▸ KUTIPAN BACAAN
########################################

Salah seorang yang mengemukakan pandangan seperti itu adalah Augustinus dari Hippo (354-430), seorang bapak gereja. Ia mengatakan bahwa pelacuran itu ibarat "selokan yang menyalurkan air yang busuk dari kota demi menjaga kesehatan warga kotanya."
Pandangan yang negatif terhadap pelacur seringkali didasarkan pada standar ganda, karena umumnya para pelanggannya tidak dikenai stigma demikian.

2.2  Prosedur Prostitusi melalui Internet
Prostitusi yang merambah melalui media internet merupakan adalah salah satu dampak buruk dari kemajuan internet yang ditimbulkan oleh orang-orang yang tidak bertanggung jawab.
Melalui internet para gadis pejaja seks ini menawarkan diri di situs-situs yang menyediakan pelayanan untuk meng-upload foto dan video. Mulai dari berkenalan hingga akhirnya melakukan transaksi dengan harga yang cukup lumayan mahal karena pada umumnya para gadis ini mengaku sebagai mahasiswi dan juga berpenampilan menarik.
Diketahui banyak gadis belia yang secara terang-terangan menawarkan pelayanannya melalui website yang dikelola para mucikari. Biasanya mucikari memiliki beragam cara untuk merekrut anak asuhnya, tapi biasanya mucikari ini merekrut atau mencari gadis belia yang berpenampilan menarik melalui layanan chating dan sejenisnya yang beberapa tahun belakangan ini sudah menjadi trend dikalangan anak muda. Setelah mucikari berhasil merayu para gadis belia untuk menjadi anak asuhnya mereka biasanya akan langsung ditawarkan lewat website yang dikelola mucikari tersebut.
Untuk dapat berkencan dengan anak asuh mucikari ini, pemesan/user biasanya harus register terlebih dahulu pada website yang telah disediakan. Website yang kini banyak menjamur dan dapat kita akses dengan mudah seperti www.hartonosejakdulu.com, www.adelimut.com, www.jakartaescortladies.com, www.zahravirgine.com [yang sekarang sudah tidak aktif], atau www.wanita18.com.

########################################

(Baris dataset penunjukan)

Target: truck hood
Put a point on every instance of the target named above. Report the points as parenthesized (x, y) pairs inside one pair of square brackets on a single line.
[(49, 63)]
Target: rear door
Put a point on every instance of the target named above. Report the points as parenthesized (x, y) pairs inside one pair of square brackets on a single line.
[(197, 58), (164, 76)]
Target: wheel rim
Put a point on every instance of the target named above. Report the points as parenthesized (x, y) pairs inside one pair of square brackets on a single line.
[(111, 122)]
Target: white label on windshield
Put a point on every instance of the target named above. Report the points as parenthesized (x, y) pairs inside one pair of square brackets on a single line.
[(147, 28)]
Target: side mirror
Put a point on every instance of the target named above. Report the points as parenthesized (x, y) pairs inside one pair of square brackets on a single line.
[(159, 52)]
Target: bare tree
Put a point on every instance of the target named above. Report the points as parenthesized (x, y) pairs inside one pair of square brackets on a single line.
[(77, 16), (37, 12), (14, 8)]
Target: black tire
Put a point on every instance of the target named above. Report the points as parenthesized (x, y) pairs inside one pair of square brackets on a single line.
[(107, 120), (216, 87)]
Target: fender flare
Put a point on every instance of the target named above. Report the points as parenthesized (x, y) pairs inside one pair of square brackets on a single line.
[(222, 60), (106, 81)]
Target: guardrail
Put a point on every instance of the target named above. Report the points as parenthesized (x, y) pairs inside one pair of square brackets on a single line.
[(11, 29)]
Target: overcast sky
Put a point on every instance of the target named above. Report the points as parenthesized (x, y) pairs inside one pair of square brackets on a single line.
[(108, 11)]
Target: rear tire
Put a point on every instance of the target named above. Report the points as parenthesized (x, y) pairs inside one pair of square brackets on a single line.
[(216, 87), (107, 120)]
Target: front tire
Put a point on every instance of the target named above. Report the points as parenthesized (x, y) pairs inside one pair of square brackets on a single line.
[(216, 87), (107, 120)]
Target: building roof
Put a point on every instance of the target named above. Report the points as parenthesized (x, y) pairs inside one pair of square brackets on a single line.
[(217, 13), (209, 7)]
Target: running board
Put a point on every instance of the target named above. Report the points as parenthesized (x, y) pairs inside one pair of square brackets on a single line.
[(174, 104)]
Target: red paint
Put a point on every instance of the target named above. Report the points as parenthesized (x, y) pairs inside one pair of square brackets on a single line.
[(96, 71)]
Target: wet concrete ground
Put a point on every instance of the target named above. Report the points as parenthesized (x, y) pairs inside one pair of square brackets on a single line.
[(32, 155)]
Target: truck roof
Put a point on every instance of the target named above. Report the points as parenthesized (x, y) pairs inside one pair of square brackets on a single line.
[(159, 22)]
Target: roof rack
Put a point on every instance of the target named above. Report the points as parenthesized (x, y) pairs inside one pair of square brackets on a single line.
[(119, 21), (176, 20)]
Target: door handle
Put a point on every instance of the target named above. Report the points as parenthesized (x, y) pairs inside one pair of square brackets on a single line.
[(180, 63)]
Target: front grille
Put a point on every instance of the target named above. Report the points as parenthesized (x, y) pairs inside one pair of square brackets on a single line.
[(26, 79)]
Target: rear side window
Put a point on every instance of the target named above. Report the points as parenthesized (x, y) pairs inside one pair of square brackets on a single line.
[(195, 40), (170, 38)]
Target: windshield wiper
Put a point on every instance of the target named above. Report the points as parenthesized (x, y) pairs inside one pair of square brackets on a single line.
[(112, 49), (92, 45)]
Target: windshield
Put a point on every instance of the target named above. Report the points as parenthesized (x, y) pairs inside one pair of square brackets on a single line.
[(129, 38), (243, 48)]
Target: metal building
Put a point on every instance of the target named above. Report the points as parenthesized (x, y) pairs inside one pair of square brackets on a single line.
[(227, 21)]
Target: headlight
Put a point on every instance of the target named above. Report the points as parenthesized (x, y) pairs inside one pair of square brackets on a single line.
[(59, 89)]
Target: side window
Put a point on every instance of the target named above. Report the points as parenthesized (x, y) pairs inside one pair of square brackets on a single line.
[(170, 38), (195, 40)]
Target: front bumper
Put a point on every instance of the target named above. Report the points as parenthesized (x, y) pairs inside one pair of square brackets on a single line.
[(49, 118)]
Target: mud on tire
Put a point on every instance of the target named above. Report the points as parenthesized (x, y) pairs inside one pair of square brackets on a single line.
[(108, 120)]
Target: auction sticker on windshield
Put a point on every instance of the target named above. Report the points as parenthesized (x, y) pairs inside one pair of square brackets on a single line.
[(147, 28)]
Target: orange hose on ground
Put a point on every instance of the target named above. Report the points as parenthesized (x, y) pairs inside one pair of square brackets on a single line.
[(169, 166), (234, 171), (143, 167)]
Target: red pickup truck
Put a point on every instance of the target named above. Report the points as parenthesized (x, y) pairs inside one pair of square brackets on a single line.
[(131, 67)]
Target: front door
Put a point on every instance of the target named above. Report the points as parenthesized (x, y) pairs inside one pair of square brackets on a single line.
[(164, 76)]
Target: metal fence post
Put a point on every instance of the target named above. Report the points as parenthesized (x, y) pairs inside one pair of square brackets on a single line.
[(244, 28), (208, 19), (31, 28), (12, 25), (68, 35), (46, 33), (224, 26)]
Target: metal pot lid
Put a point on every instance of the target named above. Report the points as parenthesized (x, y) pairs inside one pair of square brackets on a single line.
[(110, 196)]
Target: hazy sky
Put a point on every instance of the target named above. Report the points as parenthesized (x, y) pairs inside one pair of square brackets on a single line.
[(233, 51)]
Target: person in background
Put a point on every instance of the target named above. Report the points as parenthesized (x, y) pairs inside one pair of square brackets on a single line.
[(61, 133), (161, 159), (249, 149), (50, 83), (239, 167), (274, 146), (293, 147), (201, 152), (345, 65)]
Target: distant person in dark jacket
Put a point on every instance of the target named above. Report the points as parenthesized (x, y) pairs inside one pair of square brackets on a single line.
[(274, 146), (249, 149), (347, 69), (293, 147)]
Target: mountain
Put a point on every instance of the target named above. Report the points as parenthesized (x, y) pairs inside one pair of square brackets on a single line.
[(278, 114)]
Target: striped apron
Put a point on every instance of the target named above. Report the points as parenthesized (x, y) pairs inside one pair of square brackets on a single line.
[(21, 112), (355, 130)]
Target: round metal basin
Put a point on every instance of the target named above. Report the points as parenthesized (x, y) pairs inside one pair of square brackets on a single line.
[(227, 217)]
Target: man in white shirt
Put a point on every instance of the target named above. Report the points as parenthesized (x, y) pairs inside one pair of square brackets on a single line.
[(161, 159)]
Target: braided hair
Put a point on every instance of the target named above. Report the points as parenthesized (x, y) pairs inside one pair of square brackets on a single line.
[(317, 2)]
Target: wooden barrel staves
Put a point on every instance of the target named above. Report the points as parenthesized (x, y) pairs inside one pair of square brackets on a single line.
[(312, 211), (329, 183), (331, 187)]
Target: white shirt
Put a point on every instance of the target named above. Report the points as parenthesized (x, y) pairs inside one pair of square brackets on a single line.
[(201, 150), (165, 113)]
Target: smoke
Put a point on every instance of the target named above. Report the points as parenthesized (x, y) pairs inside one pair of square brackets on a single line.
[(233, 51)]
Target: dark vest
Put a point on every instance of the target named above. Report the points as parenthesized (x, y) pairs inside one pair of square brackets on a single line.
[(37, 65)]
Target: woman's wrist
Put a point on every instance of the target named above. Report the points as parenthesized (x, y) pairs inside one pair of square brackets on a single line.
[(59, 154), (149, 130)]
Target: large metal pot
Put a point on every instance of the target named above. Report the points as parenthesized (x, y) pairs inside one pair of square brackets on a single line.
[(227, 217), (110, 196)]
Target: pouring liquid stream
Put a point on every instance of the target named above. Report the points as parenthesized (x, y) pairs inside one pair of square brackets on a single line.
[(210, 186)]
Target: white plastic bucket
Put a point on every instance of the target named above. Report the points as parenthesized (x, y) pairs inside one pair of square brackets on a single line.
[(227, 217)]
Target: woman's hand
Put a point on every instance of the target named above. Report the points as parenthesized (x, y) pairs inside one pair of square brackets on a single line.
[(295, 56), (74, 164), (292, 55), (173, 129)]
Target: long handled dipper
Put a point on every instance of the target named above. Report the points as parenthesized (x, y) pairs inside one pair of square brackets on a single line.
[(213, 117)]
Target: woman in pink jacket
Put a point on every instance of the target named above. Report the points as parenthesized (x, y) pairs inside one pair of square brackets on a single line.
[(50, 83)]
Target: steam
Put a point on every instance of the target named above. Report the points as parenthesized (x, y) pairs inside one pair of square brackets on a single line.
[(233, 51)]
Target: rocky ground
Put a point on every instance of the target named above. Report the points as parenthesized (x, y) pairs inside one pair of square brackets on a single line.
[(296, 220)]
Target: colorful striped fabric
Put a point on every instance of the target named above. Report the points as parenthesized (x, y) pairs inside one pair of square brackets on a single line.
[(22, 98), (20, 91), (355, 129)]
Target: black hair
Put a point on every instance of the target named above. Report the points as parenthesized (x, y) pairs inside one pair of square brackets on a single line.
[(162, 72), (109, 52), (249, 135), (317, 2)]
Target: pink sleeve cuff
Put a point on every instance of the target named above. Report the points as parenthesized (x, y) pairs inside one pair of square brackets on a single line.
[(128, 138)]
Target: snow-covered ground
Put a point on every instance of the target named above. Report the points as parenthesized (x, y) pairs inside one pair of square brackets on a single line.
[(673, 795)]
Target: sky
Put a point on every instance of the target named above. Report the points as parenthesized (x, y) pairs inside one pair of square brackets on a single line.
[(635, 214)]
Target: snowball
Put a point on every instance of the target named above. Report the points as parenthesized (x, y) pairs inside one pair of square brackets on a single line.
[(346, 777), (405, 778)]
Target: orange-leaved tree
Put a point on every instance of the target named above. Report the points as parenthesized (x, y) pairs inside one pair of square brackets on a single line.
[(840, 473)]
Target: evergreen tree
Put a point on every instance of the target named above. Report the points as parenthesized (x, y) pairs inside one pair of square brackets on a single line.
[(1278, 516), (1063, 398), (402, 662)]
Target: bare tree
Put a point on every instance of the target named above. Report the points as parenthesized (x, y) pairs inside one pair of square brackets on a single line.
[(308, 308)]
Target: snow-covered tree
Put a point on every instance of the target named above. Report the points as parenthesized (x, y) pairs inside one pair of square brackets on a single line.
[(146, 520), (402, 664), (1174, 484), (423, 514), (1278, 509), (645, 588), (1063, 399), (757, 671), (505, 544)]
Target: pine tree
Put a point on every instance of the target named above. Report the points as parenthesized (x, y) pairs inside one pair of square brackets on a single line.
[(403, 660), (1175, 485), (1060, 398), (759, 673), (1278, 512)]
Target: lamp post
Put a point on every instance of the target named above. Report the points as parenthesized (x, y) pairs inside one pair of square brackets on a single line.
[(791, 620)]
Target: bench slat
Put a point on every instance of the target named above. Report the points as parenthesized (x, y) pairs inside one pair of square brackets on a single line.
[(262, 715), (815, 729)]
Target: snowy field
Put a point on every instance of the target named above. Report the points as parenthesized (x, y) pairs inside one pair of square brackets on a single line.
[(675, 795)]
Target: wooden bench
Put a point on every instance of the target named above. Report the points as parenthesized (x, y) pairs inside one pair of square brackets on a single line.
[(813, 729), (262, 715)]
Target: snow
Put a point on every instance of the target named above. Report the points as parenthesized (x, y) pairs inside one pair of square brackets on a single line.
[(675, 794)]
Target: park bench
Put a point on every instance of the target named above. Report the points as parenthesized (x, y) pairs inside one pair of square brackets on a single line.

########################################

▸ PERINTAH 1
Sebutkan semua tindakan mucikari yang dijelaskan dalam paragraf kutipan yang diawali kata "Diketahui banyak gadis belia".
▸ PERINTAH 2
Menurut kutipan, apa yang biasanya harus dilakukan pemesan/user sebelum dapat berkencan dengan anak asuh mucikari?
▸ PERINTAH 3
Salin tanpa perubahan bagian kutipan mulai dari "Pandangan yang negatif" hingga "juga berpenampilan menarik.".
Gunakan hanya kutipan sebagai sumber jawaban.

▸ HASIL YANG BENAR 1
- Mengelola website tempat para gadis belia menawarkan pelayanannya.
- Merekrut atau mencari gadis belia yang berpenampilan menarik melalui layanan chating dan sejenisnya.
- Merayu para gadis belia agar menjadi anak asuhnya.
- Menawarkan anak asuhnya lewat website yang dikelolanya.

▸ HASIL YANG BENAR 2
Pemesan/user biasanya harus register terlebih dahulu pada website yang telah disediakan.

▸ HASIL YANG BENAR 3
Pandangan yang negatif terhadap pelacur seringkali didasarkan pada standar ganda, karena umumnya para pelanggannya tidak dikenai stigma demikian.

2.2  Prosedur Prostitusi melalui Internet
Prostitusi yang merambah melalui media internet merupakan adalah salah satu dampak buruk dari kemajuan internet yang ditimbulkan oleh orang-orang yang tidak bertanggung jawab.
Melalui internet para gadis pejaja seks ini menawarkan diri di situs-situs yang menyediakan pelayanan untuk meng-upload foto dan video. Mulai dari berkenalan hingga akhirnya melakukan transaksi dengan harga yang cukup lumayan mahal karena pada umumnya para gadis ini mengaku sebagai mahasiswi dan juga berpenampilan menarik.